Stored dataset items

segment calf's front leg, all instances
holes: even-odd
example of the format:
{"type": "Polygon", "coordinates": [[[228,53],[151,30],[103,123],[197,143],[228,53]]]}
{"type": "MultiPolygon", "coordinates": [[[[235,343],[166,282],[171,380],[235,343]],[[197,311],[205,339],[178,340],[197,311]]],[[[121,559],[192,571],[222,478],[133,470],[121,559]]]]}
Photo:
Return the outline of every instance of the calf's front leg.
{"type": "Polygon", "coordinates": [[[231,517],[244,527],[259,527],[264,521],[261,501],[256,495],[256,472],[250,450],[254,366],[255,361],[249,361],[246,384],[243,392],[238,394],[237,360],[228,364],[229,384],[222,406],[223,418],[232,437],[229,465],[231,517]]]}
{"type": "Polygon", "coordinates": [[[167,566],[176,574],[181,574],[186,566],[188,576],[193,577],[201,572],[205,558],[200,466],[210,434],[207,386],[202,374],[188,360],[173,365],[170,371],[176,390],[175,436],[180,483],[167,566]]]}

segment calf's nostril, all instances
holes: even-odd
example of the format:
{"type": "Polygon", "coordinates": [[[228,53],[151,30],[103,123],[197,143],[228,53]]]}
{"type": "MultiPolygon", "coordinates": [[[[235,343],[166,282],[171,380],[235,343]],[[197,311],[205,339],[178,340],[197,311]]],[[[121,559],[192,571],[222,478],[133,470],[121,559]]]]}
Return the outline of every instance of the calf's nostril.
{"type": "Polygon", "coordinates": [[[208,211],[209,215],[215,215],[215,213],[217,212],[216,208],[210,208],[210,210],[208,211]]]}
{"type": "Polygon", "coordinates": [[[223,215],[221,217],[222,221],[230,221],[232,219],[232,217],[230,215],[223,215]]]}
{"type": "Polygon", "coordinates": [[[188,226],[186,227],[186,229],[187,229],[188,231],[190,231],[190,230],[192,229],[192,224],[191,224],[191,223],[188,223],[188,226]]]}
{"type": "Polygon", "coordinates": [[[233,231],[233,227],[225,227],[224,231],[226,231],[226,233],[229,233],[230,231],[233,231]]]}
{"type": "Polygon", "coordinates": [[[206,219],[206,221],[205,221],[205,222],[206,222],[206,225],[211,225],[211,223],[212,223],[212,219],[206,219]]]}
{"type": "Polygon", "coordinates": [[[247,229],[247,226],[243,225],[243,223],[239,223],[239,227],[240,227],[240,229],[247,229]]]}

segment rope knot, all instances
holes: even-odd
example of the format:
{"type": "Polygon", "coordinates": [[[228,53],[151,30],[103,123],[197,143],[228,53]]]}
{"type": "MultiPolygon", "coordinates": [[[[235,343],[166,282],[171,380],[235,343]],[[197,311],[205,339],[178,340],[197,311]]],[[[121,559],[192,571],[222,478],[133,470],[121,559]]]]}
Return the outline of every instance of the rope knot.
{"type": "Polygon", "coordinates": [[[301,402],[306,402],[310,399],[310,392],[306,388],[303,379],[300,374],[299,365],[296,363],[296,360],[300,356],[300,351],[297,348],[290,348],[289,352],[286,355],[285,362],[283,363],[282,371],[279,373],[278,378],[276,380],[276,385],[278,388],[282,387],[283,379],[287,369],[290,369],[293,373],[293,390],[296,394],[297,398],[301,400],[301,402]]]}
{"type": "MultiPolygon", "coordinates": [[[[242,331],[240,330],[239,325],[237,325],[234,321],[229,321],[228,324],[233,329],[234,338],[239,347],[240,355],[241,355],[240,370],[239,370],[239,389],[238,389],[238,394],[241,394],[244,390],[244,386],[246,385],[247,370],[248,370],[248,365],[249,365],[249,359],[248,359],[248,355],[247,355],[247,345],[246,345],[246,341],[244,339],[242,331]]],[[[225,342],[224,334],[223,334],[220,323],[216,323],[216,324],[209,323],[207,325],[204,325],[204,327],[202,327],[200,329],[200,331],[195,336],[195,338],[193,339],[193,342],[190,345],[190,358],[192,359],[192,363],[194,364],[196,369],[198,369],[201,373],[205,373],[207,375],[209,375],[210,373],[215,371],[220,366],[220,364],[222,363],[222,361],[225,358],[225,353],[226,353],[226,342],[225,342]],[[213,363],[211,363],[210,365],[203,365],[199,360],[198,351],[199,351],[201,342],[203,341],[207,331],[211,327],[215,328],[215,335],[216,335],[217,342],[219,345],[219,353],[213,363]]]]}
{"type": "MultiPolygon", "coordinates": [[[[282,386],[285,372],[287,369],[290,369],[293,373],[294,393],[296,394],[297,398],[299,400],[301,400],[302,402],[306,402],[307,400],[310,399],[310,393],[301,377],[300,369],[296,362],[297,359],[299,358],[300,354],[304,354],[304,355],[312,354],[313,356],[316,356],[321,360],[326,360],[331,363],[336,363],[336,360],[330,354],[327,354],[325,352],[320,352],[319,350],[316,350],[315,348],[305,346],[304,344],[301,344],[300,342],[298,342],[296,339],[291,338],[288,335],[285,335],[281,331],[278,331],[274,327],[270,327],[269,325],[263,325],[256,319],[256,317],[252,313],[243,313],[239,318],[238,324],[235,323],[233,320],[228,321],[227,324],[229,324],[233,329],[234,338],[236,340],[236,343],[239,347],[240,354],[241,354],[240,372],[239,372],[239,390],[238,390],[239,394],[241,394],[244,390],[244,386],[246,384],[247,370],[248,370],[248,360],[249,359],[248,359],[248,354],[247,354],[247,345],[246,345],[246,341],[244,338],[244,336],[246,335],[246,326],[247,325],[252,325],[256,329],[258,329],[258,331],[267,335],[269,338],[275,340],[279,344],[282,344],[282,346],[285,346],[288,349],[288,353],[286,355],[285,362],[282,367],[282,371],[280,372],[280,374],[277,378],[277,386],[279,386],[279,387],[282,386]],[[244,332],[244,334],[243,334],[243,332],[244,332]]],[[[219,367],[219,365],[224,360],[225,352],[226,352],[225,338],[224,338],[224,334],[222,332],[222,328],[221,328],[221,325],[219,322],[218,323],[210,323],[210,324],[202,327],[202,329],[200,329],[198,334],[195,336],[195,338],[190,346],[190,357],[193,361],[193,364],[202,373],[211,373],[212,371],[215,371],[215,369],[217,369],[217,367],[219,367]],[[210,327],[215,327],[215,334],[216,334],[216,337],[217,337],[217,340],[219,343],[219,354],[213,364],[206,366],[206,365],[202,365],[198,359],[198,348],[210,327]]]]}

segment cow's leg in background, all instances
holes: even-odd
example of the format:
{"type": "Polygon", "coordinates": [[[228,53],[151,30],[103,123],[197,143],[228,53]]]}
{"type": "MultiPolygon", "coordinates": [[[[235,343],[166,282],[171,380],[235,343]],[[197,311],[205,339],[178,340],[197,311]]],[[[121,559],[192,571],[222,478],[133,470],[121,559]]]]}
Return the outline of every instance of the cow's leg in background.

*Task to complete*.
What this exercise asks for is the data above, retyped exactly.

*Solution for this task*.
segment calf's front leg, all instances
holes: even-odd
example of the format:
{"type": "Polygon", "coordinates": [[[228,53],[151,30],[103,123],[197,143],[228,53]]]}
{"type": "MultiPolygon", "coordinates": [[[[235,343],[166,282],[171,380],[235,343]],[[197,311],[205,339],[178,340],[197,311]]],[[[121,559],[192,571],[222,478],[133,470],[121,559]]]]}
Photo:
Return the outline of every instance of the calf's front leg.
{"type": "Polygon", "coordinates": [[[231,517],[244,527],[259,527],[264,521],[261,501],[256,495],[256,472],[250,450],[254,366],[255,361],[249,361],[246,384],[243,392],[238,394],[237,360],[228,364],[229,384],[222,406],[223,418],[232,437],[229,465],[231,517]]]}
{"type": "Polygon", "coordinates": [[[167,566],[176,574],[181,574],[186,566],[188,576],[193,577],[201,572],[205,558],[200,466],[210,434],[207,386],[202,374],[188,360],[173,365],[170,371],[176,390],[175,436],[180,483],[167,566]]]}

segment calf's nostril, all instances
holes: even-odd
example of the format:
{"type": "Polygon", "coordinates": [[[228,53],[151,30],[103,123],[197,143],[228,53]]]}
{"type": "MultiPolygon", "coordinates": [[[[235,343],[166,282],[171,380],[235,343]],[[197,311],[205,339],[178,340],[197,311]]],[[[121,559],[192,571],[222,478],[133,470],[121,559]]]]}
Return the outline of every instance of the calf's nostril.
{"type": "Polygon", "coordinates": [[[208,211],[209,215],[215,215],[215,213],[217,212],[216,208],[210,208],[210,210],[208,211]]]}
{"type": "Polygon", "coordinates": [[[223,215],[221,217],[222,221],[230,221],[232,219],[232,217],[230,215],[223,215]]]}
{"type": "Polygon", "coordinates": [[[188,226],[186,227],[186,229],[187,229],[188,231],[190,231],[190,230],[192,229],[192,224],[191,224],[191,223],[188,223],[188,226]]]}
{"type": "Polygon", "coordinates": [[[233,231],[233,227],[225,227],[224,231],[226,231],[226,233],[229,233],[230,231],[233,231]]]}
{"type": "Polygon", "coordinates": [[[206,219],[206,221],[205,221],[205,222],[206,222],[206,225],[211,225],[211,223],[212,223],[212,219],[206,219]]]}
{"type": "Polygon", "coordinates": [[[247,229],[247,226],[243,225],[243,223],[239,223],[239,227],[240,227],[240,229],[247,229]]]}

segment rope knot, all instances
holes: even-odd
example of the format:
{"type": "Polygon", "coordinates": [[[228,53],[151,30],[103,123],[197,143],[228,53]]]}
{"type": "MultiPolygon", "coordinates": [[[[235,343],[166,282],[171,380],[235,343]],[[197,311],[205,339],[178,340],[197,311]]],[[[121,559],[192,571],[222,478],[133,470],[121,559]]]]}
Return the outline of every instance of the rope knot.
{"type": "Polygon", "coordinates": [[[301,402],[306,402],[310,399],[310,392],[306,388],[303,379],[300,374],[299,365],[296,363],[296,360],[300,356],[300,351],[297,348],[290,348],[289,352],[286,355],[285,362],[283,363],[282,371],[279,373],[278,378],[276,380],[276,385],[278,388],[282,387],[283,379],[287,369],[290,369],[293,373],[293,390],[296,394],[297,398],[301,400],[301,402]]]}
{"type": "MultiPolygon", "coordinates": [[[[242,331],[240,330],[239,325],[237,325],[234,321],[229,321],[228,324],[233,329],[234,338],[239,347],[240,355],[241,355],[240,370],[239,370],[239,389],[238,389],[238,394],[241,394],[244,390],[244,386],[246,385],[247,370],[248,370],[248,365],[249,365],[249,359],[248,359],[248,355],[247,355],[247,345],[246,345],[246,341],[244,339],[242,331]]],[[[225,342],[224,334],[223,334],[220,323],[216,323],[216,324],[209,323],[207,325],[204,325],[204,327],[202,327],[200,329],[200,331],[195,336],[195,338],[193,339],[193,342],[190,345],[190,358],[192,359],[192,363],[194,364],[196,369],[198,369],[201,373],[205,373],[207,375],[209,375],[210,373],[215,371],[220,366],[220,364],[222,363],[222,361],[225,358],[225,353],[226,353],[226,342],[225,342]],[[213,363],[211,363],[210,365],[203,365],[199,360],[198,351],[199,351],[201,342],[203,341],[207,331],[211,327],[215,328],[215,335],[216,335],[217,342],[219,345],[219,353],[213,363]]]]}
{"type": "MultiPolygon", "coordinates": [[[[282,386],[285,372],[287,369],[290,369],[293,373],[294,393],[296,394],[297,398],[299,400],[301,400],[302,402],[306,402],[307,400],[310,399],[310,393],[301,377],[300,369],[296,362],[297,359],[299,358],[300,354],[304,354],[304,355],[312,354],[313,356],[316,356],[321,360],[326,360],[331,363],[336,363],[336,360],[330,354],[327,354],[325,352],[320,352],[319,350],[316,350],[315,348],[305,346],[304,344],[301,344],[300,342],[298,342],[296,339],[291,338],[288,335],[285,335],[281,331],[278,331],[274,327],[270,327],[269,325],[263,325],[256,319],[256,317],[252,313],[243,313],[239,318],[238,324],[235,323],[233,320],[228,321],[227,324],[229,324],[233,329],[234,338],[236,340],[236,343],[239,347],[240,354],[241,354],[240,372],[239,372],[239,390],[238,390],[239,394],[241,394],[244,390],[244,386],[246,384],[247,370],[248,370],[248,360],[249,359],[248,359],[248,354],[247,354],[247,345],[246,345],[246,341],[244,338],[244,336],[246,335],[246,326],[247,325],[252,325],[256,329],[258,329],[258,331],[267,335],[269,338],[275,340],[279,344],[282,344],[282,346],[285,346],[288,349],[288,353],[286,355],[285,362],[282,367],[282,371],[280,372],[280,374],[277,378],[277,386],[279,386],[279,387],[282,386]],[[244,332],[244,334],[243,334],[243,332],[244,332]]],[[[219,367],[219,365],[224,360],[225,352],[226,352],[225,338],[224,338],[224,334],[222,332],[222,328],[221,328],[221,325],[219,322],[218,323],[210,323],[210,324],[202,327],[202,329],[200,329],[198,334],[195,336],[195,338],[190,346],[190,357],[193,361],[193,364],[202,373],[211,373],[212,371],[215,371],[215,369],[217,369],[217,367],[219,367]],[[210,327],[215,327],[215,334],[216,334],[216,337],[217,337],[217,340],[219,343],[219,354],[213,364],[206,366],[206,365],[202,365],[198,359],[198,348],[210,327]]]]}

segment cow's leg in background, all instances
holes: even-odd
example of the format:
{"type": "Polygon", "coordinates": [[[228,53],[151,30],[103,123],[197,143],[228,53]]]}
{"type": "MultiPolygon", "coordinates": [[[[235,343],[166,282],[171,380],[235,343]],[[197,311],[205,339],[178,340],[197,311]]],[[[121,559],[192,571],[222,478],[133,470],[121,559]]]]}
Return the outline of every instance of the cow's leg in background.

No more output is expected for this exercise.